### WHAT THIS TASK INVOLVES
All of the entries below are to be retyped exactly.

### DATA PROVIDED

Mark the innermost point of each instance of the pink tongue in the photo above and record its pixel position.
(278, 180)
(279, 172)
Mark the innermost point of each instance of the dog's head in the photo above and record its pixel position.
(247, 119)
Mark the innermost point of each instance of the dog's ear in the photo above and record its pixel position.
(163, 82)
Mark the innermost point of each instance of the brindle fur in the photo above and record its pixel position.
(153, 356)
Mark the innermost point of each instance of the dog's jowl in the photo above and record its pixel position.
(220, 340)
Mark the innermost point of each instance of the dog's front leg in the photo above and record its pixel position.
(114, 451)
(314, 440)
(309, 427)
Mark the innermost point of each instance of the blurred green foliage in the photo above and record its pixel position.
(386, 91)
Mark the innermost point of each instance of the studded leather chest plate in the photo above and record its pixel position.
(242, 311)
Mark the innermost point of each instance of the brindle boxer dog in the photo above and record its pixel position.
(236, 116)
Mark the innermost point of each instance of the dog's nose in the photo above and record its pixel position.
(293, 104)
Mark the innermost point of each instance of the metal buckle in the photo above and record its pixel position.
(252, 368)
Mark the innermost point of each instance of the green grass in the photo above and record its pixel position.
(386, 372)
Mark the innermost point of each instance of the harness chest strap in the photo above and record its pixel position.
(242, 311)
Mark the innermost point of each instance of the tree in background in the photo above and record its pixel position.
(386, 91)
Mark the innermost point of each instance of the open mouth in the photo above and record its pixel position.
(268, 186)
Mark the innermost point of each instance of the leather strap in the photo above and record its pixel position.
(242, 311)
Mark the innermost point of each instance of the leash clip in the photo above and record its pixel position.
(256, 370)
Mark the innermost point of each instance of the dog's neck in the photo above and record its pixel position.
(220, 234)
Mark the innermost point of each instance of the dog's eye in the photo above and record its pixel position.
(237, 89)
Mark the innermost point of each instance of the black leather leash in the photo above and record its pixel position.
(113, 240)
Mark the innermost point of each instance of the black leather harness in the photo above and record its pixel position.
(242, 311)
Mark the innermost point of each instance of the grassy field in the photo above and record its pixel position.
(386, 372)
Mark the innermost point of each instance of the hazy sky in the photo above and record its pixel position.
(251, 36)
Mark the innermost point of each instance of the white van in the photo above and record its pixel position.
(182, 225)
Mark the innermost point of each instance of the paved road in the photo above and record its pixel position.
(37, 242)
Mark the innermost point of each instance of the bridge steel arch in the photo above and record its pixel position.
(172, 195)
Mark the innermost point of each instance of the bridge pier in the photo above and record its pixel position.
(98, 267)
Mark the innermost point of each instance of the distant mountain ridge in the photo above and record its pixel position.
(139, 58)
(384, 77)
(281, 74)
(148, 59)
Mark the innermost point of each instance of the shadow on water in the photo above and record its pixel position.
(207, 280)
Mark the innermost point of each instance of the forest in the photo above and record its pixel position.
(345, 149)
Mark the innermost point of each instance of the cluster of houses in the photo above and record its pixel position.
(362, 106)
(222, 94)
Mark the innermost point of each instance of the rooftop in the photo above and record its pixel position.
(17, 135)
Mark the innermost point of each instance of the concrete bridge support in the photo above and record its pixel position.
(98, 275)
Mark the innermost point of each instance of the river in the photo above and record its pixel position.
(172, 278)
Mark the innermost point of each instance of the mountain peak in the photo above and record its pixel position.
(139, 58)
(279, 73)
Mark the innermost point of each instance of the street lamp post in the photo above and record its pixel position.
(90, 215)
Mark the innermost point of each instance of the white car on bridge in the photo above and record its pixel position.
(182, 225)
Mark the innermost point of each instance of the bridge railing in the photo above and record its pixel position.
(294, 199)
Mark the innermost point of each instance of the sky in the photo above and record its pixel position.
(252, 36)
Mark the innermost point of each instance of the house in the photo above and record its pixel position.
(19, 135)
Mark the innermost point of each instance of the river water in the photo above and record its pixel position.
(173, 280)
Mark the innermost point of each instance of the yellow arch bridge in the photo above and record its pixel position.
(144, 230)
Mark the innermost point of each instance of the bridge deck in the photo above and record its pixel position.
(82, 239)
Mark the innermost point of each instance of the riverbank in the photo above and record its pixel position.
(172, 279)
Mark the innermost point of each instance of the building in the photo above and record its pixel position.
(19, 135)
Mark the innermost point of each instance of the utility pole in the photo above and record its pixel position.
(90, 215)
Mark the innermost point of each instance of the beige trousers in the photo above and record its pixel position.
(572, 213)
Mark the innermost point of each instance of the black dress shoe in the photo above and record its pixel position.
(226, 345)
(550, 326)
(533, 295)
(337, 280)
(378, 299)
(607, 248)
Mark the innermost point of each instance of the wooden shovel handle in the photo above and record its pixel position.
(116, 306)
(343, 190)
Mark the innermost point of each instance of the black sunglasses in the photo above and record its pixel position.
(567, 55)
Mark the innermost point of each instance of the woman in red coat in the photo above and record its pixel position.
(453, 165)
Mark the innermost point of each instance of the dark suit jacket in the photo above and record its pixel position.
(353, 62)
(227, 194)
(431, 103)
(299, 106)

### RESPONSE TO THIS EXERCISE
Mark the innermost point of each instance of the pink tongue in the photo above and record its pixel position.
(278, 180)
(279, 172)
Mark the innermost point of each instance of the dog's head in the photo above and record its pixel position.
(247, 119)
Mark the innermost point of each instance of the dog's ear in the photo above and record its pixel position.
(163, 82)
Mark the innermost point of each instance of the brindle fur in the photo above and record its pixel position.
(153, 356)
Mark the innermost point of each instance of the dog's jowl in the photo above and record its pixel position.
(220, 340)
Mark the innermost point of each instance of the dog's front leg in the photo above and record its pixel position.
(114, 451)
(314, 440)
(309, 427)
Mark the innermost point of each instance of the blurred green foliage in the photo above and record its pixel position.
(386, 91)
Mark the innermost point of each instance of the studded leather chest plate in the photo above and record its pixel position.
(242, 311)
Mark the innermost point of each instance of the brindle boxer dog in the photo above and record its pixel position.
(236, 116)
Mark the innermost point of each instance of the dog's nose in the photo above and record its pixel position.
(293, 104)
Mark the innermost point of each instance of the metal buckle in the photo above and record its pixel position.
(252, 368)
Mark the innermost point of each instance of the green grass in the photo above and record its pixel position.
(386, 372)
Mark the innermost point of each instance of the harness chest strap in the photo above and record its pixel position.
(242, 311)
Mark the innermost point of each instance of the tree in background in the photo above and record its pixel position.
(386, 91)
Mark the innermost point of each instance of the open mouth in the photo above and record its pixel position.
(268, 186)
Mark the innermost point of each instance of the leather strap in the photo above and record its pixel position.
(242, 311)
Mark the innermost point of each instance of the leash clip in the photo above and record its pixel position.
(256, 370)
Mark the innermost point of each instance of the dog's neck in the photo above and record its pixel position.
(220, 234)
Mark the innermost point of each instance of the dog's eye in the photo above and record its pixel position.
(237, 89)
Mark the innermost point of each instance of the black leather leash in the photo above and record its pixel position.
(113, 240)
Mark the innermost point of each instance of the black leather harness in the photo above and record its pixel position.
(242, 311)
Mark the innermost point of each instance of the grassy field in the photo above and record its pixel position.
(386, 372)
Mark the innermost point of each instance of the hazy sky in the photo above and record its pixel position.
(251, 36)
Mark the innermost point of each instance of the white van in the photo above and record its pixel position.
(182, 225)
Mark the innermost point of each instance of the paved road in the photo above and record its pixel position.
(37, 242)
Mark the innermost point of each instance of the bridge steel arch in the photo above and record its pixel position.
(172, 195)
Mark the innermost point of each instance of the bridge pier in the photo above and record its pixel position.
(98, 267)
Mark the innermost point of each instance of the distant mountain ridge in the photo above and record its pixel position.
(139, 58)
(384, 77)
(281, 74)
(148, 59)
Mark the innermost point of each instance of the shadow on water in the photo above and record its pixel position.
(207, 280)
Mark the innermost point of each instance of the forest in the photo above and record its pixel position.
(345, 149)
Mark the innermost point of each instance of the cluster of houses in the photo above and record its pixel position.
(362, 106)
(222, 94)
Mark the innermost point of each instance of the rooftop in the photo above and record its pixel position.
(17, 135)
Mark the innermost point of each instance of the concrete bridge support in the photo above and record its pixel position.
(98, 275)
Mark the innermost point of each instance of the river in the photo above and record its pixel position.
(172, 278)
Mark the innermost point of each instance of the mountain peak in the photo above and record its pixel position.
(139, 58)
(279, 73)
Mark the innermost point of each instance of the street lamp post in the photo above and record its pixel position.
(90, 215)
Mark the innermost point of each instance of the white car on bridge in the photo above and record its pixel position.
(182, 225)
Mark the innermost point of each instance of the bridge railing in the photo above and record its pixel position.
(294, 199)
Mark the innermost point of each instance of the sky in the photo above and record its pixel position.
(252, 36)
Mark the innermost point of each instance of the house in the photo above and record its pixel position.
(19, 135)
Mark the innermost point of each instance of the river water in the photo above and record its pixel position.
(173, 280)
Mark the innermost point of each instance of the yellow arch bridge in the photo above and record its pixel position.
(144, 230)
Mark the innermost point of each instance of the bridge deck in the photo above and record its pixel position.
(82, 239)
Mark the innermost point of each instance of the riverbank in the photo above and record its pixel position.
(172, 279)
Mark the innermost point of each instance of the building in the photo above and record its pixel position.
(19, 135)
Mark the innermost point of each instance of the utility pole in the photo above and record its pixel position.
(90, 215)
Mark the innermost point of each instance of the beige trousers in the photo above and record its pixel position.
(572, 213)
Mark the innermost point of each instance of the black dress shoe in the photo above and record its pixel position.
(226, 345)
(550, 326)
(533, 295)
(337, 280)
(378, 299)
(607, 248)
Mark the innermost point of each instance of the wooden shovel handle in the photo above and record its pixel position.
(116, 306)
(343, 190)
Mark the innermost point of each instance of the black sunglasses in the photo above and record its pixel position.
(567, 55)
Mark the innermost point of each instance of the woman in red coat in the photo above and record its pixel position.
(453, 165)
Mark the innermost point of each instance of the dark suit jacket in the photo above and record its pixel position.
(353, 62)
(227, 194)
(431, 103)
(299, 106)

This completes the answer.